Task goal
An exact copy of the entries below is the expected answer.

[Stored data entries]
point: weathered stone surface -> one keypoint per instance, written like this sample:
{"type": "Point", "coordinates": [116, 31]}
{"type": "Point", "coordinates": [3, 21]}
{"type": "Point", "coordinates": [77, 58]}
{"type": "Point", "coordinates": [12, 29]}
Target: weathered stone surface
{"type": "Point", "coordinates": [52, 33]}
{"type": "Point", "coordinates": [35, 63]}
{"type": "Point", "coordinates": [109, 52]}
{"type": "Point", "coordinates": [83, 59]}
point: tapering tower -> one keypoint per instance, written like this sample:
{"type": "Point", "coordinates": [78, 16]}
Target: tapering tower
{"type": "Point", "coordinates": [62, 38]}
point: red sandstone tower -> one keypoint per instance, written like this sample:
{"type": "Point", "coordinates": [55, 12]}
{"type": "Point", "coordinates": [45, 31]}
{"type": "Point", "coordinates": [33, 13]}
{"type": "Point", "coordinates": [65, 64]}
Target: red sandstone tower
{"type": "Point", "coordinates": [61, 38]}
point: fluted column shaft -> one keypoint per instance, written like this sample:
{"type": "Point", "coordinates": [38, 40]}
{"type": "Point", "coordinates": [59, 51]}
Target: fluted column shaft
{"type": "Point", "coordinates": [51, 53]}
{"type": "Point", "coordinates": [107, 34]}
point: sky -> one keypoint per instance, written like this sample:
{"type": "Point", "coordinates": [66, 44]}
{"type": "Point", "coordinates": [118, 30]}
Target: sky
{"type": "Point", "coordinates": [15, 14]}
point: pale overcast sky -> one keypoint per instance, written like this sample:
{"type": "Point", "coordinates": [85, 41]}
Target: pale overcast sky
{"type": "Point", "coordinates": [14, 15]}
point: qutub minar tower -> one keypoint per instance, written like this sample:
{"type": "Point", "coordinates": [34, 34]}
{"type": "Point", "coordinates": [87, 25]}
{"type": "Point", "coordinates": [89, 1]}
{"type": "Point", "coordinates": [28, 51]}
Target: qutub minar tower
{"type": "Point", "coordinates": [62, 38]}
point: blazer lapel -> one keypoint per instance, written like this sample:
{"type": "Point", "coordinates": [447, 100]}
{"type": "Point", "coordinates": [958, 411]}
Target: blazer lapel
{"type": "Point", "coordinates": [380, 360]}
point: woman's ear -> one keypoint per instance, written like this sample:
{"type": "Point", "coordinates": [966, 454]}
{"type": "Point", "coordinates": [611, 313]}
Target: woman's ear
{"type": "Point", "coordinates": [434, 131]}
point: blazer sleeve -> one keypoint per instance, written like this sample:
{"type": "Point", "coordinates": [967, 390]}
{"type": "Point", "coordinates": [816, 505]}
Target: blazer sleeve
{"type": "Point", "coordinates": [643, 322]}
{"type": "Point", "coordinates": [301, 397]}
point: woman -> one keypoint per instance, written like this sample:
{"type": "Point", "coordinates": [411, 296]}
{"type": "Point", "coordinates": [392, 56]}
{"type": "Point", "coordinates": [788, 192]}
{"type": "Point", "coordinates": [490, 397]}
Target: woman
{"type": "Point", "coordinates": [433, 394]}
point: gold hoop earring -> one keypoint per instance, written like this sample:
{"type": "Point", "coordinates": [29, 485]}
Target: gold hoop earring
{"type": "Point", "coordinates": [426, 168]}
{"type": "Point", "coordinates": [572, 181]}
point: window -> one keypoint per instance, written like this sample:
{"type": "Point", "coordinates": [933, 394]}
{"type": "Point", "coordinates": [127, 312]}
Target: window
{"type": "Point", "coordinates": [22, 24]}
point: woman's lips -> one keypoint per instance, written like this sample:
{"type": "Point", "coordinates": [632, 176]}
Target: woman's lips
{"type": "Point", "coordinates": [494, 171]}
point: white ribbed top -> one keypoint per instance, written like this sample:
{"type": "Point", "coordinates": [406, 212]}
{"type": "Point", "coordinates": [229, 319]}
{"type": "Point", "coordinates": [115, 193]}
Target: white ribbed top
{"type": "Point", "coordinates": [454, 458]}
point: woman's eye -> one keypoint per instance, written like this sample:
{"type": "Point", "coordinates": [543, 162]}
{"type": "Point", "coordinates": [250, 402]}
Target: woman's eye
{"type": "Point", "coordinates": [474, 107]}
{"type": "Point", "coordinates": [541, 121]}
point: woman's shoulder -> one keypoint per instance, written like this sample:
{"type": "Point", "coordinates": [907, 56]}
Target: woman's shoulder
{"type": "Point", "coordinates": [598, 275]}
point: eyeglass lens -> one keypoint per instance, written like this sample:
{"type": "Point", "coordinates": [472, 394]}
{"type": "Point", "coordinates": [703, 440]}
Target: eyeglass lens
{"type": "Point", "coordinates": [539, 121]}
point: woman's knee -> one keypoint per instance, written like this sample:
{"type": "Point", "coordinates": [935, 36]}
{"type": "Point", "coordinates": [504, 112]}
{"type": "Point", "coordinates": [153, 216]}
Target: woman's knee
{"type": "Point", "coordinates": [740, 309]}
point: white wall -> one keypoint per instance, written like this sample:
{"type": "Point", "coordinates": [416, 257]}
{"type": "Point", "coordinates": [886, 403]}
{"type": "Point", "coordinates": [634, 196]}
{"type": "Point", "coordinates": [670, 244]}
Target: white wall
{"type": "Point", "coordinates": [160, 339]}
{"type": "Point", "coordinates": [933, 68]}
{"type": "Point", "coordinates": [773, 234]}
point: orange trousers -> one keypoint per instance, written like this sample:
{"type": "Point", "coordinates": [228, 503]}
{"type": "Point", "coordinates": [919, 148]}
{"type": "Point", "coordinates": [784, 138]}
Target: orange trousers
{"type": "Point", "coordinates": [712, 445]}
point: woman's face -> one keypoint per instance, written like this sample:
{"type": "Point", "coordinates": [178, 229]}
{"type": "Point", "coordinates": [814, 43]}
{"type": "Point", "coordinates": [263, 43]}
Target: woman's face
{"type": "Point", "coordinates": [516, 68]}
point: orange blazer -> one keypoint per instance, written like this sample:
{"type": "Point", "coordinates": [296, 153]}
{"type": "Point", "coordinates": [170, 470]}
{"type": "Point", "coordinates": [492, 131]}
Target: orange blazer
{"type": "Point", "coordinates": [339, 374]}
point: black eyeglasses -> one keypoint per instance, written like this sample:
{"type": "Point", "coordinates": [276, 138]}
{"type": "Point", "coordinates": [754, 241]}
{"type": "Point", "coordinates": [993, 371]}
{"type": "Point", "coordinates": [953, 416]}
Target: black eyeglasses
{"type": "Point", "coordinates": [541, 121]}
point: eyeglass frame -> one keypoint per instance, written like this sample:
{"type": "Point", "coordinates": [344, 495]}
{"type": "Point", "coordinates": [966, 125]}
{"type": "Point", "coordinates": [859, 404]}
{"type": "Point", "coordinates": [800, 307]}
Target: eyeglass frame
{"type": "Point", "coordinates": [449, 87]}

Exercise solution
point: weathered stone surface -> one keypoint per instance, written like this sample:
{"type": "Point", "coordinates": [116, 31]}
{"type": "Point", "coordinates": [3, 21]}
{"type": "Point", "coordinates": [77, 58]}
{"type": "Point", "coordinates": [12, 29]}
Target: weathered stone surface
{"type": "Point", "coordinates": [52, 33]}
{"type": "Point", "coordinates": [35, 63]}
{"type": "Point", "coordinates": [109, 52]}
{"type": "Point", "coordinates": [83, 59]}
point: tapering tower -> one keypoint per instance, written like this sample:
{"type": "Point", "coordinates": [78, 16]}
Target: tapering tower
{"type": "Point", "coordinates": [62, 38]}
point: red sandstone tower -> one keypoint per instance, written like this sample:
{"type": "Point", "coordinates": [55, 12]}
{"type": "Point", "coordinates": [45, 31]}
{"type": "Point", "coordinates": [33, 13]}
{"type": "Point", "coordinates": [65, 64]}
Target: red sandstone tower
{"type": "Point", "coordinates": [61, 38]}
point: fluted column shaft -> one keypoint per instance, written like this sample:
{"type": "Point", "coordinates": [38, 40]}
{"type": "Point", "coordinates": [59, 51]}
Target: fluted column shaft
{"type": "Point", "coordinates": [51, 53]}
{"type": "Point", "coordinates": [107, 34]}
point: sky -> one keypoint per instance, written like this sample:
{"type": "Point", "coordinates": [66, 44]}
{"type": "Point", "coordinates": [118, 30]}
Target: sky
{"type": "Point", "coordinates": [15, 14]}
point: pale overcast sky -> one keypoint per instance, written like this sample:
{"type": "Point", "coordinates": [85, 41]}
Target: pale overcast sky
{"type": "Point", "coordinates": [14, 15]}
point: qutub minar tower -> one keypoint per instance, written like this sample:
{"type": "Point", "coordinates": [34, 34]}
{"type": "Point", "coordinates": [87, 25]}
{"type": "Point", "coordinates": [89, 1]}
{"type": "Point", "coordinates": [28, 51]}
Target: qutub minar tower
{"type": "Point", "coordinates": [62, 38]}
point: blazer lapel -> one keypoint per instance, written like this sample:
{"type": "Point", "coordinates": [447, 100]}
{"type": "Point", "coordinates": [958, 411]}
Target: blazer lapel
{"type": "Point", "coordinates": [380, 360]}
point: woman's ear -> one keypoint per instance, written like this sample:
{"type": "Point", "coordinates": [966, 454]}
{"type": "Point", "coordinates": [611, 313]}
Target: woman's ear
{"type": "Point", "coordinates": [434, 131]}
point: blazer sleeve -> one keypoint per instance, written like this sample:
{"type": "Point", "coordinates": [967, 390]}
{"type": "Point", "coordinates": [816, 505]}
Target: blazer sleeve
{"type": "Point", "coordinates": [643, 322]}
{"type": "Point", "coordinates": [301, 397]}
point: woman -> one keypoint per instance, written like this sample:
{"type": "Point", "coordinates": [411, 296]}
{"type": "Point", "coordinates": [392, 56]}
{"type": "Point", "coordinates": [788, 192]}
{"type": "Point", "coordinates": [490, 397]}
Target: woman
{"type": "Point", "coordinates": [433, 394]}
point: gold hoop earring -> one keypoint per instance, written like this sample:
{"type": "Point", "coordinates": [29, 485]}
Target: gold hoop earring
{"type": "Point", "coordinates": [426, 168]}
{"type": "Point", "coordinates": [572, 181]}
point: window -> one keypoint per instance, written like this sample:
{"type": "Point", "coordinates": [933, 394]}
{"type": "Point", "coordinates": [127, 312]}
Target: window
{"type": "Point", "coordinates": [22, 24]}
point: woman's lips -> one keypoint per instance, written like this sample:
{"type": "Point", "coordinates": [632, 176]}
Target: woman's lips
{"type": "Point", "coordinates": [494, 171]}
point: white ribbed top -> one keypoint per instance, written like this sample:
{"type": "Point", "coordinates": [406, 212]}
{"type": "Point", "coordinates": [229, 319]}
{"type": "Point", "coordinates": [115, 193]}
Target: white ribbed top
{"type": "Point", "coordinates": [454, 458]}
point: woman's eye -> one keypoint per instance, written like this sample:
{"type": "Point", "coordinates": [543, 162]}
{"type": "Point", "coordinates": [250, 402]}
Target: woman's eye
{"type": "Point", "coordinates": [474, 107]}
{"type": "Point", "coordinates": [541, 121]}
point: woman's shoulder -> one keypoint per instance, written like this sample:
{"type": "Point", "coordinates": [907, 56]}
Target: woman's shoulder
{"type": "Point", "coordinates": [598, 275]}
point: eyeglass lens -> one keypoint per instance, written like this sample:
{"type": "Point", "coordinates": [472, 394]}
{"type": "Point", "coordinates": [703, 440]}
Target: eyeglass lens
{"type": "Point", "coordinates": [539, 121]}
point: woman's knee -> one keypoint per instance, written like this sample:
{"type": "Point", "coordinates": [935, 36]}
{"type": "Point", "coordinates": [504, 112]}
{"type": "Point", "coordinates": [153, 216]}
Target: woman's knee
{"type": "Point", "coordinates": [740, 309]}
point: white wall -> one keypoint per instance, written like this sample:
{"type": "Point", "coordinates": [416, 257]}
{"type": "Point", "coordinates": [886, 403]}
{"type": "Point", "coordinates": [634, 196]}
{"type": "Point", "coordinates": [670, 244]}
Target: white wall
{"type": "Point", "coordinates": [160, 339]}
{"type": "Point", "coordinates": [933, 68]}
{"type": "Point", "coordinates": [773, 234]}
point: orange trousers -> one keypoint per instance, written like this sample:
{"type": "Point", "coordinates": [228, 503]}
{"type": "Point", "coordinates": [919, 148]}
{"type": "Point", "coordinates": [784, 138]}
Target: orange trousers
{"type": "Point", "coordinates": [712, 445]}
point: woman's face -> one keypoint per instance, written like this sample:
{"type": "Point", "coordinates": [178, 229]}
{"type": "Point", "coordinates": [814, 43]}
{"type": "Point", "coordinates": [263, 43]}
Target: woman's face
{"type": "Point", "coordinates": [516, 68]}
point: orange blazer -> one keypoint per instance, written like this sample:
{"type": "Point", "coordinates": [296, 153]}
{"type": "Point", "coordinates": [170, 470]}
{"type": "Point", "coordinates": [492, 131]}
Target: orange blazer
{"type": "Point", "coordinates": [339, 374]}
point: black eyeglasses -> one keypoint per instance, written like this sample:
{"type": "Point", "coordinates": [276, 138]}
{"type": "Point", "coordinates": [754, 241]}
{"type": "Point", "coordinates": [993, 371]}
{"type": "Point", "coordinates": [953, 416]}
Target: black eyeglasses
{"type": "Point", "coordinates": [541, 121]}
point: eyeglass frame -> one keypoint per instance, written like this sample:
{"type": "Point", "coordinates": [344, 495]}
{"type": "Point", "coordinates": [966, 125]}
{"type": "Point", "coordinates": [859, 404]}
{"type": "Point", "coordinates": [800, 307]}
Target: eyeglass frame
{"type": "Point", "coordinates": [449, 87]}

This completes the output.